:: EXERCISE DATA ::

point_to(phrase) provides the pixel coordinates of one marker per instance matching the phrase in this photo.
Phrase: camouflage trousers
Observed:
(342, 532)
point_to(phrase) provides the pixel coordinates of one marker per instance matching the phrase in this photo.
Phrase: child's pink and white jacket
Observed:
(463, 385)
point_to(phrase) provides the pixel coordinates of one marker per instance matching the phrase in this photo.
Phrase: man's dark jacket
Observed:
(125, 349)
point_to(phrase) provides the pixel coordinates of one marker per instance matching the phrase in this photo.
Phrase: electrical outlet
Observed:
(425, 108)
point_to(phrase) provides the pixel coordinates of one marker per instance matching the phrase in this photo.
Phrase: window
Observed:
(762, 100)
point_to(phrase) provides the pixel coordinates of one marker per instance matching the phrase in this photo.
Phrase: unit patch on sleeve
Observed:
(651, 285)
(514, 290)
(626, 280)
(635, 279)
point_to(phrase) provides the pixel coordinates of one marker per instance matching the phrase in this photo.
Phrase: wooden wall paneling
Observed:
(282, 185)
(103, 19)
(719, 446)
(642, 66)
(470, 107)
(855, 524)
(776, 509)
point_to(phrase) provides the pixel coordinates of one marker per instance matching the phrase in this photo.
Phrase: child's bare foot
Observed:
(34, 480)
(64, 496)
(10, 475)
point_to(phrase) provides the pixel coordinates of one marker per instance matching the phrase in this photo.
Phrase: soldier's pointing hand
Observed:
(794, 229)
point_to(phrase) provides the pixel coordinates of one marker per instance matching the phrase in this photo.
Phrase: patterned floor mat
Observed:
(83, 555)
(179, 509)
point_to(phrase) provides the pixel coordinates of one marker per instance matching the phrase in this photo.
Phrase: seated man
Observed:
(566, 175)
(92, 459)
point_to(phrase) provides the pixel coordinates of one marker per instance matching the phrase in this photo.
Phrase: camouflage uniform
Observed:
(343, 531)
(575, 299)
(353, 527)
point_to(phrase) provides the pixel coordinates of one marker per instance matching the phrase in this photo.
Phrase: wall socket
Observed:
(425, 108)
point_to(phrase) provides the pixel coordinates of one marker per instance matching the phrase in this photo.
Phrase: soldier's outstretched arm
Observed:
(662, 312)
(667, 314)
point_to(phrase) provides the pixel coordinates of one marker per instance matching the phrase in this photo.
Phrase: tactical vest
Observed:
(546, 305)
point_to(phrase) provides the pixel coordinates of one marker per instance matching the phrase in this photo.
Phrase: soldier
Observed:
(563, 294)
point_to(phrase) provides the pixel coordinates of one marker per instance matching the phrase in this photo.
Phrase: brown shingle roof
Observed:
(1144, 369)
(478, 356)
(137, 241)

:::

For the records above, tally the lines in which "camouflage" appears, and give the number by itself.

2